* **PAGE EXCERPT**
September 12, 2017, 07:15 AM
Filed Under: Manufacturing

NeoPhotonics Corporation entered into a Credit Agreement with Wells Fargo Bank as administrative agent and the lenders party thereto.

The Credit Agreement provides for a $50 million revolving credit facility, $30 million of which was drawn at closing. The Credit Facility includes a $5 million letter of credit subfacility.  The Credit Facility matures on June 30, 2022.  The Company will use the proceeds of the Credit Facility to pay off its existing facility with Comerica Bank and for working capital needs and general corporate purposes.

Loans under the Credit Facility bear interest, at the Company’s option, at a rate equal to either (a) the LIBOR rate, plus an applicable margin ranging from 1.50% to 1.75% per annum, based upon the average excess availability (as defined in the Credit Agreement), or (b) the prime lending rate, plus an applicable margin ranging from 0.50% to 0.75% per annum, based upon the average excess availability.  The Company is required to pay a commitment fee equal to 0.25% of the unused portion of the Credit Facility, monthly in arrears.

The obligations of the Company under the Credit Facility are not currently guaranteed by any of the Company’s wholly-owned subsidiaries, but may in the future be guaranteed by certain material domestic subsidiaries of the Company (collectively, the “Loan Parties”).  The obligations of the Loan Parties under the Credit Agreement and other loan documents are secured, subject to customary permitted liens and other agreed upon exceptions, by a perfected security interest in (a) all tangible and intangible assets of the Loan Parties, except for intellectual property and other certain excluded assets, and (b) all of the equity interests of the subsidiaries of the Loan Parties held by the Loan Parties (limited, in the case of the voting equity interests of certain material foreign subsidiaries and certain domestic subsidiaries that hold no assets other than equity interests of foreign subsidiaries, to 65% of the voting equity interests of such subsidiaries).

Data extracted from a collection
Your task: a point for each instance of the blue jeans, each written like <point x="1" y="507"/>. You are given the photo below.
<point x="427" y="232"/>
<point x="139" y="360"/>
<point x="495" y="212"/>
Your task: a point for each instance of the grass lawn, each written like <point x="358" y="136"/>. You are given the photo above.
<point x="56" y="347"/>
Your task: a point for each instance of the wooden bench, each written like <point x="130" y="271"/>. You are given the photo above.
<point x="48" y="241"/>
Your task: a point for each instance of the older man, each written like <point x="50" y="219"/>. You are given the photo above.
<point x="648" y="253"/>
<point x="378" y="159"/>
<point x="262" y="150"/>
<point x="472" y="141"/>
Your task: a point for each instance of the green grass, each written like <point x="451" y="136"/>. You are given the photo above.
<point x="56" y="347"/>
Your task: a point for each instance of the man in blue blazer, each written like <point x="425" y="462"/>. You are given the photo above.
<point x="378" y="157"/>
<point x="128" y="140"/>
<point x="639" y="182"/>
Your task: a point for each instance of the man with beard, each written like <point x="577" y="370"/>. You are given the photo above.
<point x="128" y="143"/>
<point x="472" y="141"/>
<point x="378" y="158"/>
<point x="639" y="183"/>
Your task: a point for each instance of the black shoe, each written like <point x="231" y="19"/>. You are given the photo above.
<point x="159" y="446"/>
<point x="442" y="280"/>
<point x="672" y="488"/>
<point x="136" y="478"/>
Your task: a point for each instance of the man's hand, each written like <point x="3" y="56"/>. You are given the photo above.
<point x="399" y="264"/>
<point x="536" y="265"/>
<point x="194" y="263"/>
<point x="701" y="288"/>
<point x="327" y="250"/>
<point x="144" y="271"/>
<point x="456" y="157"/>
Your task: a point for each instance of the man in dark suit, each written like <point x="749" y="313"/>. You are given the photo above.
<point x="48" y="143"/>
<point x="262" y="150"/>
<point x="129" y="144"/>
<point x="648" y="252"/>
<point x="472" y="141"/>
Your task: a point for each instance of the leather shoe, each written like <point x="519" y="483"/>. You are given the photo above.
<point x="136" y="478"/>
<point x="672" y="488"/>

* **REQUIRED TASKS**
A – Which percentage figures does the article on the NeoPhotonics credit agreement give?
B – Could you extend the article on the NeoPhotonics credit agreement, picking up after its final sentence?

* **PER-TASK ANSWERS**
A – 1.50%, 1.75%, 0.50%, 0.75%, 0.25%, 65%

B –
The Company is permitted to terminate or reduce the revolving commitments of the lenders and to make voluntary prepayments at any time, without premium or prepayments. The Company is not required to make mandatory prepayments of outstanding indebtedness under the Credit Agreement other than in the case that the aggregate amount of all outstanding loans and letters of credit issued under the Credit Facility exceed the aggregate commitment of all lenders under the Credit Facility.

The Credit Agreement contains customary representations and warranties and customary affirmative and negative covenants applicable to the Loan Parties and its consolidated subsidiaries, including, among other things, restrictions on indebtedness, liens, investments, mergers, dispositions, prepayment of other indebtedness and dividends and other distributions. Under the terms of the Credit Agreement, the Company is required to comply with a liquidity covenant.